- EXERCISE
Rewrite every line of the material below as a Markdown table with two columns, "Row" for the row number and "Line" for the line itself, and leave out any blank lines.

(Pointing dataset records)
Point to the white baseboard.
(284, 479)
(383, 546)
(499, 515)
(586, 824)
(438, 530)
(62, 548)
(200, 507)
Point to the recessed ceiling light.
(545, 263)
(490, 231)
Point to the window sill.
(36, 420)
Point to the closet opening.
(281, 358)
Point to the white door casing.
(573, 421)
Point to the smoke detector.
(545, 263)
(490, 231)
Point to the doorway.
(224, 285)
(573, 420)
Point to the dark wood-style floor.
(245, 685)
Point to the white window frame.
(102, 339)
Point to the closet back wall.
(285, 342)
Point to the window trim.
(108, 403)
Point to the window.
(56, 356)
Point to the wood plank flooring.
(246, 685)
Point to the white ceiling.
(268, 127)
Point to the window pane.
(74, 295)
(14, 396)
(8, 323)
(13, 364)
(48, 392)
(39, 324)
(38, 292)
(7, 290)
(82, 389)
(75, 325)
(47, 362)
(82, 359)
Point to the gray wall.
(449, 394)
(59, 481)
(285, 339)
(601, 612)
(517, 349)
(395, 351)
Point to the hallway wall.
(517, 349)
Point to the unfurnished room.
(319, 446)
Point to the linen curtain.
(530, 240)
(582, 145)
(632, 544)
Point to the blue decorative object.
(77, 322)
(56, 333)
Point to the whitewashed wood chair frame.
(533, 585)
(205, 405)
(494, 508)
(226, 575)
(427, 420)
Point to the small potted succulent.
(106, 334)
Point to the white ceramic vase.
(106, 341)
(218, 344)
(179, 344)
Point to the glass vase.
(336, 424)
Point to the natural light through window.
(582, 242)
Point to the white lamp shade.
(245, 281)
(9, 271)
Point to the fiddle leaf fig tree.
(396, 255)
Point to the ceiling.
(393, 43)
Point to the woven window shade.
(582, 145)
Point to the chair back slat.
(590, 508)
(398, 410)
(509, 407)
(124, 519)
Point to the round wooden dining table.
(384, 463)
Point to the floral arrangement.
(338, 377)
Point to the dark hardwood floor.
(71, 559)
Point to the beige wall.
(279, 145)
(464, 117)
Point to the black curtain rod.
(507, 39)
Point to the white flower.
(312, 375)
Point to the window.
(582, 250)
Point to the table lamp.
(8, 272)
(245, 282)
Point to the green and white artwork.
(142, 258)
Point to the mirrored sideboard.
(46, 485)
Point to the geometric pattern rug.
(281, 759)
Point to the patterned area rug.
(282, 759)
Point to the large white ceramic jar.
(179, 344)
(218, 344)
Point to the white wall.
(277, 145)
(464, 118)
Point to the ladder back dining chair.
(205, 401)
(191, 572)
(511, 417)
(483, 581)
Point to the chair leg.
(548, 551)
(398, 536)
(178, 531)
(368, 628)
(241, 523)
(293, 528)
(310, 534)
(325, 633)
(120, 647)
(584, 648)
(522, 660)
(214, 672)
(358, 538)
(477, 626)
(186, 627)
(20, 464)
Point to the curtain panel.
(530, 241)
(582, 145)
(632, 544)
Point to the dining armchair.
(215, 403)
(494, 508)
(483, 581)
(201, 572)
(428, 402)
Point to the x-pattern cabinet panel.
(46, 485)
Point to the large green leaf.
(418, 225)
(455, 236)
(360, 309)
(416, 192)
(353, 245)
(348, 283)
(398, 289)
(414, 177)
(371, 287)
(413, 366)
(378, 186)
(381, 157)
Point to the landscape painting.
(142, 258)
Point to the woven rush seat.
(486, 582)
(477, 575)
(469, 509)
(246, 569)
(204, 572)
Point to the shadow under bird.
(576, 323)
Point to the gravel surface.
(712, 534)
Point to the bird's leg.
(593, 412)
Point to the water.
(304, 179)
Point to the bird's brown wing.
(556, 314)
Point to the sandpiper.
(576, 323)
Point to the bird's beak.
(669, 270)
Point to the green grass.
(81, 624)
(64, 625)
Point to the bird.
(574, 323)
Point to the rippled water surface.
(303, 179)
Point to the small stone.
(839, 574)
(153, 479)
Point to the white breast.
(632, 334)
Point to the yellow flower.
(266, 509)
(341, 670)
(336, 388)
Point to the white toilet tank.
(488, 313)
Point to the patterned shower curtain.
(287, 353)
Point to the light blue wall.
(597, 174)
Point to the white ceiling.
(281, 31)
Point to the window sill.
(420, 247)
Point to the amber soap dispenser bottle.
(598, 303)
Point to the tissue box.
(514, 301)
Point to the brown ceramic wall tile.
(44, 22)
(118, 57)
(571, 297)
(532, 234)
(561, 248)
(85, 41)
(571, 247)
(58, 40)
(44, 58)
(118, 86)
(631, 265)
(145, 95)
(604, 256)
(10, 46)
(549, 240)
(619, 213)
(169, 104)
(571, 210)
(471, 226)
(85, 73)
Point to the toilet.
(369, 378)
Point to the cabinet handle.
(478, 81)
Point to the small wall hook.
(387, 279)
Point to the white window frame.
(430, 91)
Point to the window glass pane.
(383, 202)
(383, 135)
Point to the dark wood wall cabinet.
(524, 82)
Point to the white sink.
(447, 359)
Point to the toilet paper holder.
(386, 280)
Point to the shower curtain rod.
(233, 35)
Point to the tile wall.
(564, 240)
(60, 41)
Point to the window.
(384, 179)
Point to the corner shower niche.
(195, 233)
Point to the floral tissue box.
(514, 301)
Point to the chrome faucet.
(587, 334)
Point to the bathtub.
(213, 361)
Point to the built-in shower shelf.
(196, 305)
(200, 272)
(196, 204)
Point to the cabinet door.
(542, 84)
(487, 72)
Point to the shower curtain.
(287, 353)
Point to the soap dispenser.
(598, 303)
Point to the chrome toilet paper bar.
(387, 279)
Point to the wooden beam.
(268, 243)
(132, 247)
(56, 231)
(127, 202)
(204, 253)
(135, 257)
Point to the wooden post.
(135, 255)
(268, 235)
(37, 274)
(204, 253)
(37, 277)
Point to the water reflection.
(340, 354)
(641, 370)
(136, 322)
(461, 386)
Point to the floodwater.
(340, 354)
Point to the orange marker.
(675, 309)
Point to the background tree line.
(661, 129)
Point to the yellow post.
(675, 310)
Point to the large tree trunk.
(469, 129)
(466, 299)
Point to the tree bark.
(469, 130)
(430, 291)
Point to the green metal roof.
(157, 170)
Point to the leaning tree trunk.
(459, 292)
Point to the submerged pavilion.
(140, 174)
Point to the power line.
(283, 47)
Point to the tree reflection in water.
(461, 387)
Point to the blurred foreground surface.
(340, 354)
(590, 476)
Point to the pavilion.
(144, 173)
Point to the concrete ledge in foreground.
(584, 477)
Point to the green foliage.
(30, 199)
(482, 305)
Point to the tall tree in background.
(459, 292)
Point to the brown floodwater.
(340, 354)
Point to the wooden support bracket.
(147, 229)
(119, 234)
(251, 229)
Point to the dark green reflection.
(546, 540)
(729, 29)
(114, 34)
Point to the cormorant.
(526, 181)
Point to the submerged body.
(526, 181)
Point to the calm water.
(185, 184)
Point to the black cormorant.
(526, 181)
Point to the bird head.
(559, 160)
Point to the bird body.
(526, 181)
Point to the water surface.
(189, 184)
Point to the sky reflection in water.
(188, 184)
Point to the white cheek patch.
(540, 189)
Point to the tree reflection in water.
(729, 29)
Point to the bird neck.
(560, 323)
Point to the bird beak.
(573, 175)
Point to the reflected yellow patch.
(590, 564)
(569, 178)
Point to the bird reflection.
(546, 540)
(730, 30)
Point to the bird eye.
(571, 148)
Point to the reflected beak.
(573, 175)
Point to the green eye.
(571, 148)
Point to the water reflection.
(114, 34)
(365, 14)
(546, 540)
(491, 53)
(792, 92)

- SOLUTION TO THIS TASK
| Row | Line |
|---|---|
| 1 | Point to the white baseboard. |
| 2 | (284, 479) |
| 3 | (383, 546) |
| 4 | (499, 515) |
| 5 | (586, 824) |
| 6 | (438, 530) |
| 7 | (62, 548) |
| 8 | (200, 507) |
| 9 | Point to the recessed ceiling light. |
| 10 | (545, 263) |
| 11 | (490, 231) |
| 12 | Point to the window sill. |
| 13 | (36, 420) |
| 14 | Point to the closet opening. |
| 15 | (281, 358) |
| 16 | Point to the white door casing. |
| 17 | (573, 421) |
| 18 | Point to the smoke detector. |
| 19 | (545, 263) |
| 20 | (490, 231) |
| 21 | Point to the doorway. |
| 22 | (224, 285) |
| 23 | (573, 420) |
| 24 | Point to the dark wood-style floor. |
| 25 | (245, 685) |
| 26 | Point to the white window frame. |
| 27 | (102, 339) |
| 28 | Point to the closet back wall. |
| 29 | (285, 342) |
| 30 | Point to the window trim. |
| 31 | (108, 403) |
| 32 | Point to the window. |
| 33 | (56, 356) |
| 34 | Point to the wood plank flooring. |
| 35 | (246, 685) |
| 36 | Point to the white ceiling. |
| 37 | (268, 127) |
| 38 | Point to the window pane. |
| 39 | (74, 295) |
| 40 | (14, 396) |
| 41 | (8, 323) |
| 42 | (13, 364) |
| 43 | (48, 392) |
| 44 | (39, 324) |
| 45 | (38, 292) |
| 46 | (7, 290) |
| 47 | (82, 389) |
| 48 | (75, 325) |
| 49 | (47, 362) |
| 50 | (82, 359) |
| 51 | Point to the gray wall. |
| 52 | (449, 394) |
| 53 | (59, 481) |
| 54 | (285, 339) |
| 55 | (601, 612) |
| 56 | (517, 349) |
| 57 | (395, 351) |
| 58 | Point to the hallway wall. |
| 59 | (517, 349) |
| 60 | Point to the unfurnished room. |
| 61 | (319, 446) |
| 62 | Point to the linen curtain. |
| 63 | (530, 240) |
| 64 | (582, 145) |
| 65 | (632, 544) |
| 66 | Point to the blue decorative object. |
| 67 | (77, 322) |
| 68 | (56, 333) |
| 69 | Point to the whitewashed wood chair frame. |
| 70 | (533, 585) |
| 71 | (205, 405) |
| 72 | (494, 508) |
| 73 | (226, 575) |
| 74 | (427, 420) |
| 75 | Point to the small potted succulent. |
| 76 | (106, 334) |
| 77 | Point to the white ceramic vase. |
| 78 | (106, 341) |
| 79 | (218, 344) |
| 80 | (179, 344) |
| 81 | Point to the glass vase. |
| 82 | (336, 424) |
| 83 | Point to the natural light through window. |
| 84 | (582, 242) |
| 85 | Point to the white lamp shade. |
| 86 | (245, 281) |
| 87 | (9, 271) |
| 88 | Point to the fiddle leaf fig tree. |
| 89 | (396, 255) |
| 90 | Point to the ceiling. |
| 91 | (393, 43) |
| 92 | Point to the woven window shade. |
| 93 | (582, 145) |
| 94 | Point to the chair back slat. |
| 95 | (590, 508) |
| 96 | (398, 410) |
| 97 | (509, 407) |
| 98 | (124, 519) |
| 99 | Point to the round wooden dining table. |
| 100 | (384, 463) |
| 101 | Point to the floral arrangement. |
| 102 | (338, 377) |
| 103 | Point to the dark hardwood floor. |
| 104 | (71, 559) |
| 105 | Point to the beige wall. |
| 106 | (279, 145) |
| 107 | (464, 117) |
| 108 | Point to the black curtain rod. |
| 109 | (507, 39) |
| 110 | Point to the white flower. |
| 111 | (312, 375) |
| 112 | Point to the window. |
| 113 | (582, 250) |
| 114 | Point to the table lamp. |
| 115 | (8, 272) |
| 116 | (245, 282) |
| 117 | Point to the green and white artwork. |
| 118 | (142, 258) |
| 119 | Point to the mirrored sideboard. |
| 120 | (46, 485) |
| 121 | Point to the geometric pattern rug. |
| 122 | (281, 759) |
| 123 | Point to the patterned area rug. |
| 124 | (282, 759) |
| 125 | Point to the large white ceramic jar. |
| 126 | (179, 344) |
| 127 | (218, 344) |
| 128 | Point to the white wall. |
| 129 | (277, 145) |
| 130 | (464, 118) |
| 131 | Point to the ladder back dining chair. |
| 132 | (205, 401) |
| 133 | (191, 572) |
| 134 | (511, 417) |
| 135 | (483, 581) |
| 136 | Point to the chair leg. |
| 137 | (548, 551) |
| 138 | (398, 536) |
| 139 | (178, 531) |
| 140 | (368, 628) |
| 141 | (241, 523) |
| 142 | (293, 528) |
| 143 | (310, 534) |
| 144 | (325, 633) |
| 145 | (120, 647) |
| 146 | (584, 648) |
| 147 | (522, 660) |
| 148 | (214, 672) |
| 149 | (358, 538) |
| 150 | (477, 626) |
| 151 | (186, 627) |
| 152 | (20, 464) |
| 153 | Point to the curtain panel. |
| 154 | (530, 241) |
| 155 | (582, 145) |
| 156 | (632, 544) |
| 157 | Point to the dining armchair. |
| 158 | (215, 403) |
| 159 | (494, 508) |
| 160 | (483, 581) |
| 161 | (201, 572) |
| 162 | (428, 402) |
| 163 | Point to the x-pattern cabinet panel. |
| 164 | (46, 485) |
| 165 | Point to the large green leaf. |
| 166 | (418, 225) |
| 167 | (455, 236) |
| 168 | (360, 309) |
| 169 | (416, 192) |
| 170 | (353, 245) |
| 171 | (348, 283) |
| 172 | (398, 289) |
| 173 | (414, 177) |
| 174 | (371, 287) |
| 175 | (413, 366) |
| 176 | (378, 186) |
| 177 | (381, 157) |
| 178 | Point to the landscape painting. |
| 179 | (142, 258) |
| 180 | Point to the woven rush seat. |
| 181 | (486, 582) |
| 182 | (477, 575) |
| 183 | (469, 509) |
| 184 | (246, 569) |
| 185 | (204, 572) |
| 186 | Point to the shadow under bird. |
| 187 | (576, 323) |
| 188 | Point to the gravel surface. |
| 189 | (712, 534) |
| 190 | Point to the bird's leg. |
| 191 | (593, 412) |
| 192 | Point to the water. |
| 193 | (304, 179) |
| 194 | Point to the bird's brown wing. |
| 195 | (556, 314) |
| 196 | Point to the sandpiper. |
| 197 | (576, 323) |
| 198 | Point to the bird's beak. |
| 199 | (669, 270) |
| 200 | Point to the green grass. |
| 201 | (81, 624) |
| 202 | (64, 625) |
| 203 | Point to the bird. |
| 204 | (574, 323) |
| 205 | Point to the rippled water surface. |
| 206 | (303, 179) |
| 207 | Point to the small stone. |
| 208 | (839, 574) |
| 209 | (153, 479) |
| 210 | Point to the white breast. |
| 211 | (632, 334) |
| 212 | Point to the yellow flower. |
| 213 | (266, 509) |
| 214 | (341, 670) |
| 215 | (336, 388) |
| 216 | Point to the white toilet tank. |
| 217 | (488, 313) |
| 218 | Point to the patterned shower curtain. |
| 219 | (287, 353) |
| 220 | Point to the light blue wall. |
| 221 | (597, 174) |
| 222 | Point to the white ceiling. |
| 223 | (281, 31) |
| 224 | Point to the window sill. |
| 225 | (420, 247) |
| 226 | Point to the amber soap dispenser bottle. |
| 227 | (598, 303) |
| 228 | Point to the tissue box. |
| 229 | (514, 301) |
| 230 | Point to the brown ceramic wall tile. |
| 231 | (44, 22) |
| 232 | (118, 57) |
| 233 | (571, 297) |
| 234 | (532, 234) |
| 235 | (561, 248) |
| 236 | (85, 41) |
| 237 | (571, 247) |
| 238 | (58, 40) |
| 239 | (44, 58) |
| 240 | (118, 86) |
| 241 | (631, 265) |
| 242 | (145, 95) |
| 243 | (604, 256) |
| 244 | (10, 46) |
| 245 | (549, 240) |
| 246 | (619, 213) |
| 247 | (169, 104) |
| 248 | (571, 210) |
| 249 | (471, 226) |
| 250 | (85, 73) |
| 251 | Point to the toilet. |
| 252 | (369, 378) |
| 253 | Point to the cabinet handle. |
| 254 | (478, 81) |
| 255 | Point to the small wall hook. |
| 256 | (387, 279) |
| 257 | Point to the white window frame. |
| 258 | (430, 91) |
| 259 | Point to the window glass pane. |
| 260 | (383, 202) |
| 261 | (383, 135) |
| 262 | Point to the dark wood wall cabinet. |
| 263 | (524, 82) |
| 264 | Point to the white sink. |
| 265 | (447, 359) |
| 266 | Point to the toilet paper holder. |
| 267 | (386, 280) |
| 268 | Point to the shower curtain rod. |
| 269 | (233, 35) |
| 270 | Point to the tile wall. |
| 271 | (564, 240) |
| 272 | (60, 41) |
| 273 | Point to the window. |
| 274 | (384, 179) |
| 275 | Point to the corner shower niche. |
| 276 | (195, 233) |
| 277 | Point to the floral tissue box. |
| 278 | (514, 301) |
| 279 | Point to the chrome faucet. |
| 280 | (587, 334) |
| 281 | Point to the bathtub. |
| 282 | (213, 361) |
| 283 | Point to the built-in shower shelf. |
| 284 | (196, 305) |
| 285 | (200, 272) |
| 286 | (196, 204) |
| 287 | Point to the cabinet door. |
| 288 | (542, 84) |
| 289 | (487, 72) |
| 290 | Point to the shower curtain. |
| 291 | (287, 353) |
| 292 | Point to the soap dispenser. |
| 293 | (598, 303) |
| 294 | Point to the chrome toilet paper bar. |
| 295 | (387, 279) |
| 296 | Point to the wooden beam. |
| 297 | (268, 243) |
| 298 | (132, 247) |
| 299 | (56, 231) |
| 300 | (127, 202) |
| 301 | (204, 253) |
| 302 | (135, 257) |
| 303 | Point to the wooden post. |
| 304 | (135, 255) |
| 305 | (268, 235) |
| 306 | (37, 274) |
| 307 | (204, 253) |
| 308 | (37, 277) |
| 309 | Point to the water reflection. |
| 310 | (340, 354) |
| 311 | (641, 370) |
| 312 | (136, 322) |
| 313 | (461, 386) |
| 314 | Point to the floodwater. |
| 315 | (340, 354) |
| 316 | Point to the orange marker. |
| 317 | (675, 309) |
| 318 | Point to the background tree line. |
| 319 | (661, 129) |
| 320 | Point to the yellow post. |
| 321 | (675, 310) |
| 322 | Point to the large tree trunk. |
| 323 | (469, 129) |
| 324 | (466, 299) |
| 325 | Point to the tree bark. |
| 326 | (469, 130) |
| 327 | (430, 291) |
| 328 | Point to the green metal roof. |
| 329 | (157, 170) |
| 330 | Point to the leaning tree trunk. |
| 331 | (459, 292) |
| 332 | Point to the submerged pavilion. |
| 333 | (140, 174) |
| 334 | Point to the power line. |
| 335 | (283, 47) |
| 336 | Point to the tree reflection in water. |
| 337 | (461, 387) |
| 338 | Point to the blurred foreground surface. |
| 339 | (340, 354) |
| 340 | (590, 476) |
| 341 | Point to the pavilion. |
| 342 | (144, 173) |
| 343 | Point to the concrete ledge in foreground. |
| 344 | (584, 477) |
| 345 | Point to the green foliage. |
| 346 | (30, 199) |
| 347 | (482, 305) |
| 348 | Point to the tall tree in background. |
| 349 | (459, 292) |
| 350 | Point to the brown floodwater. |
| 351 | (340, 354) |
| 352 | Point to the wooden support bracket. |
| 353 | (147, 229) |
| 354 | (119, 234) |
| 355 | (251, 229) |
| 356 | Point to the dark green reflection. |
| 357 | (546, 540) |
| 358 | (729, 29) |
| 359 | (114, 34) |
| 360 | Point to the cormorant. |
| 361 | (526, 181) |
| 362 | Point to the submerged body. |
| 363 | (526, 181) |
| 364 | Point to the calm water. |
| 365 | (185, 184) |
| 366 | Point to the black cormorant. |
| 367 | (526, 181) |
| 368 | Point to the bird head. |
| 369 | (559, 160) |
| 370 | Point to the bird body. |
| 371 | (526, 181) |
| 372 | Point to the water surface. |
| 373 | (189, 184) |
| 374 | Point to the sky reflection in water. |
| 375 | (188, 184) |
| 376 | Point to the white cheek patch. |
| 377 | (540, 189) |
| 378 | Point to the tree reflection in water. |
| 379 | (729, 29) |
| 380 | Point to the bird neck. |
| 381 | (560, 323) |
| 382 | Point to the bird beak. |
| 383 | (573, 175) |
| 384 | Point to the reflected yellow patch. |
| 385 | (590, 564) |
| 386 | (569, 178) |
| 387 | Point to the bird reflection. |
| 388 | (546, 540) |
| 389 | (730, 30) |
| 390 | Point to the bird eye. |
| 391 | (571, 148) |
| 392 | Point to the reflected beak. |
| 393 | (573, 175) |
| 394 | Point to the green eye. |
| 395 | (571, 148) |
| 396 | Point to the water reflection. |
| 397 | (114, 34) |
| 398 | (365, 14) |
| 399 | (546, 540) |
| 400 | (491, 53) |
| 401 | (792, 92) |